YOUR GOAL: Locate each line in the listing below that contains the word "with", and copy those lines out in full.

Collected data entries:
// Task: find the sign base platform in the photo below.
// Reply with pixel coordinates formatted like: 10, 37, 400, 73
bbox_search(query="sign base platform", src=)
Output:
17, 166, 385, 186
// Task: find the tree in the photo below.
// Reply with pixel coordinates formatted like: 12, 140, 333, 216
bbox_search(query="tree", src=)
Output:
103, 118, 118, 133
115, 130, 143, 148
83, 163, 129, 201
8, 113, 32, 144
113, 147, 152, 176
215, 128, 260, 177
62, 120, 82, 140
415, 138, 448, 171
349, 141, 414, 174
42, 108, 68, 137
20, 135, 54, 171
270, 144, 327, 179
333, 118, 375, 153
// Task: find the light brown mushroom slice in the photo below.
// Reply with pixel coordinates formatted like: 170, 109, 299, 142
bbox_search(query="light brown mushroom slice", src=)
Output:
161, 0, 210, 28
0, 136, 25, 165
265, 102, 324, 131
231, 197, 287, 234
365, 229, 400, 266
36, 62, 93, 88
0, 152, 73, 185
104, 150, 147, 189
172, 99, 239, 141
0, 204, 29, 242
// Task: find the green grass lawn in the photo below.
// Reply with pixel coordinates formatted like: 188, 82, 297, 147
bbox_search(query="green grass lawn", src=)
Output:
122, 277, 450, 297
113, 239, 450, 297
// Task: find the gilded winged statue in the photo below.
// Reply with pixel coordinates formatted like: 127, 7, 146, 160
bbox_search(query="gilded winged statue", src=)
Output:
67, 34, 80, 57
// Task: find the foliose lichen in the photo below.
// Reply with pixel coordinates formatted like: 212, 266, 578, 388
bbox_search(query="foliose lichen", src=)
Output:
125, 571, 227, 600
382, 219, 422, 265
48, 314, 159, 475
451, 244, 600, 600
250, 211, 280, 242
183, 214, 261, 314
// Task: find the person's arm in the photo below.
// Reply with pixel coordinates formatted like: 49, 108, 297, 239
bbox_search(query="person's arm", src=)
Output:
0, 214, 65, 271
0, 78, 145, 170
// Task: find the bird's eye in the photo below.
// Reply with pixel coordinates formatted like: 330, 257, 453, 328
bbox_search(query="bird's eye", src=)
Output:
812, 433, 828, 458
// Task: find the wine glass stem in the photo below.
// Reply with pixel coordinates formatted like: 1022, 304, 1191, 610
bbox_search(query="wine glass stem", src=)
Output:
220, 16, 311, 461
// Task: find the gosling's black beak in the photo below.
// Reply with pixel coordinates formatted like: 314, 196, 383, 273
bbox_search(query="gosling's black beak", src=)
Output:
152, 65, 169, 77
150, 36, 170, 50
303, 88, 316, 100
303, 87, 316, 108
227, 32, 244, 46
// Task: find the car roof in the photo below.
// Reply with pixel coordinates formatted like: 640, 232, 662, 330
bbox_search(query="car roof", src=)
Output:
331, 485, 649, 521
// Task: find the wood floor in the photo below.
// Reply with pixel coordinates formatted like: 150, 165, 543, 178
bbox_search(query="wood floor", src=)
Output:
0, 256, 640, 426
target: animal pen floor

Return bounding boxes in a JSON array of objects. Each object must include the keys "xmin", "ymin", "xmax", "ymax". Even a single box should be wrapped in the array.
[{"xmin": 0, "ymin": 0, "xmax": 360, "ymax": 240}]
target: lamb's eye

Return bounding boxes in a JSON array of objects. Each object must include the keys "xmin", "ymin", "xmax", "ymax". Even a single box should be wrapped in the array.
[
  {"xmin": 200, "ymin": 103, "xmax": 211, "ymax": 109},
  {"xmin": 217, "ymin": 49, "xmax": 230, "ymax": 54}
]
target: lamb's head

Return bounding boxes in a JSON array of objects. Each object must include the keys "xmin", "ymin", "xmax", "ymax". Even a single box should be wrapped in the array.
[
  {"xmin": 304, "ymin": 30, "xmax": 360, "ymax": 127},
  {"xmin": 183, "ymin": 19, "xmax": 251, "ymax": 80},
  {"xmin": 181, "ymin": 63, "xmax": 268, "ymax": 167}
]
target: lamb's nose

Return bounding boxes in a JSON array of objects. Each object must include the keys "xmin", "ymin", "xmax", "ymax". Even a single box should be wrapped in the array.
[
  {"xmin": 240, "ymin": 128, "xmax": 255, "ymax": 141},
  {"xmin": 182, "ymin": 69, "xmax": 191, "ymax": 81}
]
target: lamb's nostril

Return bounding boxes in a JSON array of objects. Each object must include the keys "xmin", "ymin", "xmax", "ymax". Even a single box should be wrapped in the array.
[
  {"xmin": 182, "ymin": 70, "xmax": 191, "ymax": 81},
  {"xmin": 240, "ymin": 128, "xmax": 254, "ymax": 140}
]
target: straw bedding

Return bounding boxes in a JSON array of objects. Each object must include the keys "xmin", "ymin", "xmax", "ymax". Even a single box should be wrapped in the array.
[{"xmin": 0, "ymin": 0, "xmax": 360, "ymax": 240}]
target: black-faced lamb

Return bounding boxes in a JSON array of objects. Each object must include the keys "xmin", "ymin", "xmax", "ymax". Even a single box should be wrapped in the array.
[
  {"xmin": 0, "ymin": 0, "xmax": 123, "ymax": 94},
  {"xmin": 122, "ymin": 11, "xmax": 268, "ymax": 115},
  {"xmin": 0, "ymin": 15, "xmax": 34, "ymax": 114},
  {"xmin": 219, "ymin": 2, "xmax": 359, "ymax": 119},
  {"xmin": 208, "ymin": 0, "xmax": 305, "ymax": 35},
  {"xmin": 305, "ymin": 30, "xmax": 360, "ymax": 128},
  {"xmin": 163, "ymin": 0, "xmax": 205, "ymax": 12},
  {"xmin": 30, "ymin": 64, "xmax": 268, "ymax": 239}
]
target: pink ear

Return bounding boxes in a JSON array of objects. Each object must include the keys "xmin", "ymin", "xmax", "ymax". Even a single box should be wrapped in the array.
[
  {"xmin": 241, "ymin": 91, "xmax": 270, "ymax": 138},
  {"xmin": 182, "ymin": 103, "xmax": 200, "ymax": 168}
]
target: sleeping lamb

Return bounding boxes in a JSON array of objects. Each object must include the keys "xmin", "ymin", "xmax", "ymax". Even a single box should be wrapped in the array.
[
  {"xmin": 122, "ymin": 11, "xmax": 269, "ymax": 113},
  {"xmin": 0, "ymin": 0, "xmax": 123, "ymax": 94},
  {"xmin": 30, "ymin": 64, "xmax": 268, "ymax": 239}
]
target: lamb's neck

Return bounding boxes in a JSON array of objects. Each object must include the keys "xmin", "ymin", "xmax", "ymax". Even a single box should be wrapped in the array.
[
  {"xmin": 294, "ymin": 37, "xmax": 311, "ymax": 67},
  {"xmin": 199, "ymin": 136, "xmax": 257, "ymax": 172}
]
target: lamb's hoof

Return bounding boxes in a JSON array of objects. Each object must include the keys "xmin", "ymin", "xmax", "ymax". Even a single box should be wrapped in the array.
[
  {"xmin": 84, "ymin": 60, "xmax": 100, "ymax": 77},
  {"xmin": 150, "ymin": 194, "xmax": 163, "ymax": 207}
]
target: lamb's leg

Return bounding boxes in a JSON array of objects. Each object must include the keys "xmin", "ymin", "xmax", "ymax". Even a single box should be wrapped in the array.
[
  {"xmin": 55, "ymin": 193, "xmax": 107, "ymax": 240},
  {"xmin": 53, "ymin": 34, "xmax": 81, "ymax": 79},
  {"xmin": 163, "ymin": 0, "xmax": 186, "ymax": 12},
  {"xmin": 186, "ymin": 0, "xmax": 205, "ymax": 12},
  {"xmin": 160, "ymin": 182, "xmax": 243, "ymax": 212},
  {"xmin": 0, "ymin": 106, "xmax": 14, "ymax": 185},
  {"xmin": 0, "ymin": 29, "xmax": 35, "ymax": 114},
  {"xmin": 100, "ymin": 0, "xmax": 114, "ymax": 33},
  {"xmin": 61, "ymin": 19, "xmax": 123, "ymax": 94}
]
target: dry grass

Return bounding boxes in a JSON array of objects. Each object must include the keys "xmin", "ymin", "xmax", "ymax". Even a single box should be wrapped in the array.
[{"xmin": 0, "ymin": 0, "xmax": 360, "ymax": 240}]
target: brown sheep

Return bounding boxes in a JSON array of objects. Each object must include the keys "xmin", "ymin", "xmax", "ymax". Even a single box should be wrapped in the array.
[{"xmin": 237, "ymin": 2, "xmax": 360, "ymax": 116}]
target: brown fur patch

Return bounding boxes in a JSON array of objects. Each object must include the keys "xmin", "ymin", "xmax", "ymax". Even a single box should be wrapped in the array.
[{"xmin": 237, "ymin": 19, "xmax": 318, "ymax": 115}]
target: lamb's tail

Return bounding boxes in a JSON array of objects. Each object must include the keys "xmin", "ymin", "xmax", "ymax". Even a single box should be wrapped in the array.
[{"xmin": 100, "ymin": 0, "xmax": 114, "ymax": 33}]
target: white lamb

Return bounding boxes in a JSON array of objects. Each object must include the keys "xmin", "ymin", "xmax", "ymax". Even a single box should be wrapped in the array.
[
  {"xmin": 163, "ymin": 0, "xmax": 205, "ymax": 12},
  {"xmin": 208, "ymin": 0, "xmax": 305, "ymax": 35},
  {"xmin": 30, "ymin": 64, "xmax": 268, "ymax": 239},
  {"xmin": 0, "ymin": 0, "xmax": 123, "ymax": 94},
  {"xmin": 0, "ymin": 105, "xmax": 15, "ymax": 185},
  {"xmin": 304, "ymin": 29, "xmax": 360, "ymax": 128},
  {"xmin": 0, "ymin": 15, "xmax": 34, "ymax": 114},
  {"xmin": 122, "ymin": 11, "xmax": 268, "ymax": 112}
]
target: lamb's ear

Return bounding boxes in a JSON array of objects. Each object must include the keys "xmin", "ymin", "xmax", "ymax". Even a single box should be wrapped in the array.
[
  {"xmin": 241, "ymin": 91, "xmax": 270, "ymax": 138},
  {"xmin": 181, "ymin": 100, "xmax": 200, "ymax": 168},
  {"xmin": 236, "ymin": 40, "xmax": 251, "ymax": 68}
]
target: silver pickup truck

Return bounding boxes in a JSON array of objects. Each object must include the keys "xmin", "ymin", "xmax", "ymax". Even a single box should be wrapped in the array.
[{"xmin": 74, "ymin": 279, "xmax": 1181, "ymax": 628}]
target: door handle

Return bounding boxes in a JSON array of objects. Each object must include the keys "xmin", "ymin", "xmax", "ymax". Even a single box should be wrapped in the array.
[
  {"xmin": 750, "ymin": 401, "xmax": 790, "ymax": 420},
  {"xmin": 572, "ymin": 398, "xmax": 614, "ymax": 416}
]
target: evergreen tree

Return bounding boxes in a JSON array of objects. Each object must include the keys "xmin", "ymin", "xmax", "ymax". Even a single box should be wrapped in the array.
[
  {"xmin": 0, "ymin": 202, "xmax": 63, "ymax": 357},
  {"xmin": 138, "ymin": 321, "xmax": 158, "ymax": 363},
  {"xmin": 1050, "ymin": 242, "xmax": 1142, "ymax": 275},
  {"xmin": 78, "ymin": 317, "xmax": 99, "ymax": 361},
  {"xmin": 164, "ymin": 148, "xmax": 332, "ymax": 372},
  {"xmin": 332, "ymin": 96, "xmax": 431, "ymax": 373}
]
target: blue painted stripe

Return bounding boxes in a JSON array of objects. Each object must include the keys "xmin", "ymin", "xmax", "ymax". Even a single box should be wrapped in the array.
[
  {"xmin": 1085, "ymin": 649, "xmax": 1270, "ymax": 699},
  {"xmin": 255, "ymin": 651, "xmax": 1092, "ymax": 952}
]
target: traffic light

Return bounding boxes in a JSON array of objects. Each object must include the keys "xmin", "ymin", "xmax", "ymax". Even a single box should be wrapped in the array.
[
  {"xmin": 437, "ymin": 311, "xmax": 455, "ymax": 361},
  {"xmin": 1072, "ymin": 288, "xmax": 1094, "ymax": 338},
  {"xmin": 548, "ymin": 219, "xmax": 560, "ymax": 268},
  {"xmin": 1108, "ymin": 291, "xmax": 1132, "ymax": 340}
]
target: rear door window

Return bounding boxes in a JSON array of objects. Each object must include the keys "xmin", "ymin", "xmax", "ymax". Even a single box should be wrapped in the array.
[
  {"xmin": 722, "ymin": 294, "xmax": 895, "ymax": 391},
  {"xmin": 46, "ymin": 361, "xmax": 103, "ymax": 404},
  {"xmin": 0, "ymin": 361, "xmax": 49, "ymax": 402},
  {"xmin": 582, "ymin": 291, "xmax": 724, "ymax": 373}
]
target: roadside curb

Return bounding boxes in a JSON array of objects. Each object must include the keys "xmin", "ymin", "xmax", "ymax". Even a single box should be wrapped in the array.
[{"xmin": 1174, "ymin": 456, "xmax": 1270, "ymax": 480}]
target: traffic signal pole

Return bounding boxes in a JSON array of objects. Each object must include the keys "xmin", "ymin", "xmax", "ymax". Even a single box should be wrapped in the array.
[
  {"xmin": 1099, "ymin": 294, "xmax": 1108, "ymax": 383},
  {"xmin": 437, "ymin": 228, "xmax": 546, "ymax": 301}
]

ANSWER TO THE EXERCISE:
// Reply with pixel coordinates formatted like: 10, 37, 400, 73
// Reply with pixel coordinates formatted like: 12, 140, 333, 216
// Reply with pixel coordinates formatted like: 170, 109, 299, 142
// Reply with pixel coordinates formatted like: 188, 82, 297, 147
// Reply with pixel coordinates formatted like: 127, 7, 146, 160
// Reply with pixel coordinates formatted like: 212, 266, 578, 388
// Reply with pixel coordinates formatted like: 49, 108, 297, 239
// Reply with pixel coordinates formatted like: 330, 257, 453, 328
// Reply with pixel coordinates formatted like: 1022, 304, 1191, 610
// Reply with pixel coordinates formatted like: 314, 196, 383, 273
// Reply with pixel coordinates formatted like: 640, 232, 662, 330
// Reply with pixel coordinates formatted like: 150, 165, 543, 178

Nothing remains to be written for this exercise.